GOAL: Repeat every one of the rows below word for word, and leave the pictures out of your answer.

GIVEN RECORDS:
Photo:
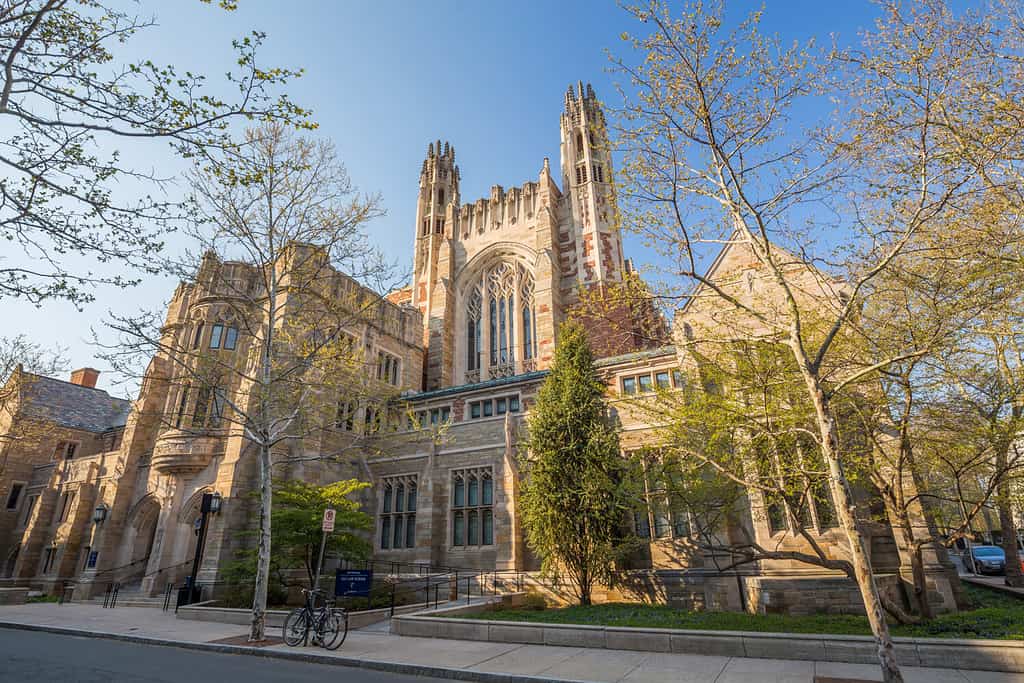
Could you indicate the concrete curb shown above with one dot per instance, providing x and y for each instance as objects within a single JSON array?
[{"x": 393, "y": 667}]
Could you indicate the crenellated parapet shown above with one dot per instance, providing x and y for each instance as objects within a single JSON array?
[{"x": 502, "y": 209}]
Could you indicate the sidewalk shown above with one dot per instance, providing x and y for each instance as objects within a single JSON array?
[{"x": 471, "y": 660}]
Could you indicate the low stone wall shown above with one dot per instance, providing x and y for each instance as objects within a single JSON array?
[
  {"x": 1003, "y": 655},
  {"x": 798, "y": 593},
  {"x": 13, "y": 596}
]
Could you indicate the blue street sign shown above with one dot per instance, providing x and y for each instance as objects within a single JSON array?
[{"x": 352, "y": 582}]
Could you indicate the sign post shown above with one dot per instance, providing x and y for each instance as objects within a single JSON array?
[{"x": 327, "y": 526}]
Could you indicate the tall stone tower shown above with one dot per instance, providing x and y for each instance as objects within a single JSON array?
[
  {"x": 587, "y": 181},
  {"x": 431, "y": 261}
]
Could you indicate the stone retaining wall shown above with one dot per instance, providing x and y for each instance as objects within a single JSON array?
[
  {"x": 13, "y": 596},
  {"x": 1005, "y": 655}
]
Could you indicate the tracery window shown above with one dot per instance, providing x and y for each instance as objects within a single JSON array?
[
  {"x": 501, "y": 318},
  {"x": 472, "y": 507},
  {"x": 473, "y": 333},
  {"x": 398, "y": 512}
]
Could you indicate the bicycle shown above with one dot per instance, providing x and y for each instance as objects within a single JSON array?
[{"x": 329, "y": 624}]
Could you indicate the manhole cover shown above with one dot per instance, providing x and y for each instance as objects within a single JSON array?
[{"x": 269, "y": 641}]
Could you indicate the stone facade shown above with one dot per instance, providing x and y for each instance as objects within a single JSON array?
[{"x": 473, "y": 335}]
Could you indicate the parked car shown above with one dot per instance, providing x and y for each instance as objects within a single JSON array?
[{"x": 987, "y": 559}]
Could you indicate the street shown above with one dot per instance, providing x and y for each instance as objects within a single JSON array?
[{"x": 27, "y": 655}]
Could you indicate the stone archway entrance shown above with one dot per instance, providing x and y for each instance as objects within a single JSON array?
[{"x": 140, "y": 532}]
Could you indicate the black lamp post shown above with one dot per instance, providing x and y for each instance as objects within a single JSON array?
[{"x": 210, "y": 504}]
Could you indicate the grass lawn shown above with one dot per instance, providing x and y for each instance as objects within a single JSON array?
[{"x": 993, "y": 615}]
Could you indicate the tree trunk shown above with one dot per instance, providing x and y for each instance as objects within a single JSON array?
[
  {"x": 257, "y": 629},
  {"x": 858, "y": 552},
  {"x": 921, "y": 603},
  {"x": 1014, "y": 575}
]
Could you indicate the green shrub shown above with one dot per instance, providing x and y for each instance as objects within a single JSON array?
[{"x": 534, "y": 601}]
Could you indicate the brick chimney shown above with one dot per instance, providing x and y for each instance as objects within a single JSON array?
[{"x": 85, "y": 377}]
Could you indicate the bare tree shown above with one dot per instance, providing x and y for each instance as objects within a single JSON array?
[
  {"x": 282, "y": 224},
  {"x": 68, "y": 102},
  {"x": 714, "y": 157}
]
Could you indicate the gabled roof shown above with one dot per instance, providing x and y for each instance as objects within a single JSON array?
[{"x": 72, "y": 404}]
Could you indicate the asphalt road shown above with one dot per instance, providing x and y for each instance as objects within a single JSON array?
[{"x": 28, "y": 655}]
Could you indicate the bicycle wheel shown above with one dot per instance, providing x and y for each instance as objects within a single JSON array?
[
  {"x": 296, "y": 627},
  {"x": 338, "y": 621}
]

EXERCISE OUTPUT:
Photo:
Could you indicate the concrete curb shown above with one dot per instance, providing x and y for each instance as objects within a single JSON array?
[{"x": 393, "y": 667}]
Could you indicate the crenellated parapet shown above with one dot per instance, providing x and y for each instance as objects within a single JSON array?
[{"x": 502, "y": 209}]
Could you indicate the sidewalk shown above with one dot per instance, providing x and y for each instance as objects within a single JSON array?
[{"x": 471, "y": 660}]
Could you indicate the low stone wall shown above with one dot per instance, providing x and y for each instance as objects within a single JSON array?
[
  {"x": 1003, "y": 655},
  {"x": 798, "y": 593},
  {"x": 13, "y": 596}
]
Could you indicate the blue street sign shown above with one dot per instance, providing x and y for each instance as objects within a single JSON array?
[{"x": 352, "y": 582}]
Could you indicate the sign post shown above with one dot per instance, providing x and y for each instance as objects within a single JSON array?
[{"x": 327, "y": 526}]
Could you indicate the tall stone tower shown above with one dot per instance, providing x and y for each instance as objects within a single JSON array?
[
  {"x": 587, "y": 181},
  {"x": 431, "y": 261}
]
Could you indicate the stone retaining wall shown above with one dot per instance, providing x and y for each instance as objects within a single JSON array?
[
  {"x": 13, "y": 596},
  {"x": 1005, "y": 655}
]
Could you indicate the tracery window shown above with one dot per instance, providing x and y for each instance as objects within a single JSON array?
[
  {"x": 501, "y": 318},
  {"x": 472, "y": 507},
  {"x": 473, "y": 333},
  {"x": 398, "y": 512}
]
Could you indicate the bicycle shown above with one dot per instance, providing x and y for each instance as objects within a single JSON array?
[{"x": 329, "y": 624}]
Could you indicate the manhole cover shown above with one dot per instance, providing x and y for each instance as objects within a single JSON array?
[{"x": 269, "y": 641}]
Could you indicate the stone facade shown above with one dot per instance, providing x and y for each instance as objects within a single JSON array?
[{"x": 473, "y": 335}]
Could you indicate the parked car shown above with one dot per instance, providing x and y for each instance as objects within a single JSON array?
[{"x": 987, "y": 559}]
Could you indicate the street shown above with one dot per instance, providing x and y for each instance as objects within a single JSON array?
[{"x": 27, "y": 655}]
Could you indicate the stone archway entrance shown above with one dot per instance, providing x and y for each instance as objects within a single JSON array?
[{"x": 140, "y": 532}]
Could you indicate the black lamp post shown above with one dot per instance, providing x and y for each instance as objects within a single JSON array?
[{"x": 210, "y": 504}]
Could you indicate the grass lawn shown above with one dot per instance, providing x and y for each instance as objects within a single JSON array?
[{"x": 993, "y": 615}]
Could you indicate the tree trunk shown above with one dot per instance, providing x and y for each instance as objects within a single JSON array?
[
  {"x": 257, "y": 629},
  {"x": 858, "y": 552},
  {"x": 921, "y": 603},
  {"x": 1014, "y": 575}
]
Could you indicate the green shrub shown above with one dot per instance, providing x and y for each instance as objects within a single JSON array?
[{"x": 534, "y": 601}]
Could you indicate the brick chimney shown above with one dot per instance, providing x and y for each instance as objects within a single JSON array?
[{"x": 85, "y": 377}]
Could you indicate the bare tree shown above with one dot per instance, providing x and y for each instance as objects within a single JSON array?
[
  {"x": 282, "y": 224},
  {"x": 68, "y": 102},
  {"x": 714, "y": 157}
]
Could you indicate the gabled roof shown above with one dot per instance, providing x and y for each instance as objects within a single JSON array?
[{"x": 72, "y": 404}]
Could you indicate the asphalt road shown above with one dot per instance, providing x and y for each instance as objects within a single JSON array?
[{"x": 28, "y": 655}]
Could you indicate the bicycle wheel shown above with one dot per instance, providing x and y for each instance as objects within a single JSON array?
[
  {"x": 296, "y": 627},
  {"x": 338, "y": 621}
]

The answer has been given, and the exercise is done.